§ **EXTRAIT PROPOSÉ**
——————————

1. L'imagination éloigne de la réalité
  • Par définition, l'imagination produit des "images" qui peuvent, soit "imiter" le réel, soit au contraire s'en détacher. Dans un cas comme dans l'autre, la tradition rationaliste est méfiante, et volontiers critique à l'égard de la constitution d'un univers imaginaire.
  • Pour Platon, l'image ne constitue que le plus bas degré de ce qui peut exister : simple reflet du monde sensible, elle ne suscite qu'une connaissance elle-même inférieure. En outre, l'imagination nous entraîne vers un univers par définition trompeur, ou aliénant pour l'esprit, puisqu'il peut nous fasciner et nous éloigner de nos vraies tâches. Entre l'imagination et l'illusion, la distance est alors mince, comme l'affirme Spinoza : nous avons beau connaître la distance à laquelle se trouve le soleil, "nous n'imaginons pas moins qu'il est proche" en raison des impressions qu'en reçoit notre perception.
  • Opposée à la droite raison, l'imagination devient "maîtresse d'erreur et de fausseté" (Pascal) : elle nous détourne du monde tel qu'il est, nous invite à la rêverie, nous condamne à l'inefficacité. Elle est d'autant plus redoutable que ses représentations sont plus séduisantes. La critique contemporaine de l'aliénation produite par les loisirs "de masse" (cinéma, télévision, roman-photo ou littérature "de gare") répète cette accusation moralisatrice : en se retirant des difficultés du réel, le consommateur s'interdit d'en entreprendre la transformation; il se condamne lui-même à répéter sa conduite de fuite puisque le réel ne peut que le décevoir de plus en plus.

——————————

§ **DONNÉES FOURNIES**
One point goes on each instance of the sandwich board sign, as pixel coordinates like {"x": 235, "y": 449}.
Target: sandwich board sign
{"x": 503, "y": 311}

——————————

§ **CONSIGNE**
Prolongez l'extrait sur l'imagination et son rapport au réel en reprenant après sa dernière phrase.

§ **PRODUCTION ATTENDUE**
2. L'imagination combinatoire
  • Une analyse plus précise des productions imaginaires y repère les conséquences d'une activité de l'esprit, qui, loin de reproduire plus ou moins fidèlement des éléments réels, en conçoit avant tout des articulations inédites. Si l'imagination va au-delà de la réalité donnée, c'est d'abord parce qu'elle nous en propose des versions nouvelles :"L'imagination invente plus que des choses et des drames, elle invente de la vie nouvelle, elle invente de l'esprit nouveau; elle ouvre des yeux qui ont des types nouveaux de vision" (Bachelard). L'aspect positif de l'imagination tiendrait davantage aux relations qu'elle produit qu'aux éléments qu'elle relie.
  • Parce qu'elle nous projette hors du strict présent, l'imagination participe de ce point de vue à toute action humaine : mettre en œuvre un comportement (par exemple dans le travail), c'est viser un but que l'on a d'abord imaginé, en prolongeant la situation vécue, à partir de ce que l'on en connaît, vers son aboutissement possible. Dans cette optique, l'action sur le monde vise à inscrire dans le réel ce qui était d'abord imaginé : l'imaginaire nous éloigne peut-être du monde, mais c'est pour que nous y revenions.
  • L'opposition classiquement admise entre imagination et raison doit dès lors être transformée en complémentarité : dans la science, dans la technique ou dans l'action, l'imagination apparaît comme capable de préparer l'intervention efficace. Ainsi, l'hypothèse expérimentale est d'abord imaginée (à partir de l'analyse des phénomènes observés), et c'est bien elle qui organise le montage de l'expérience. De même, l'invention technique commence par une rêverie relative aux instruments disponibles et à leur perfectionnement possible. Quant au politique, il lui appartient de prévoir (des problèmes nouveaux aussi bien que leurs solutions) ? et cela suppose qu'il est bien capable d'exercer une vision anticipatrice.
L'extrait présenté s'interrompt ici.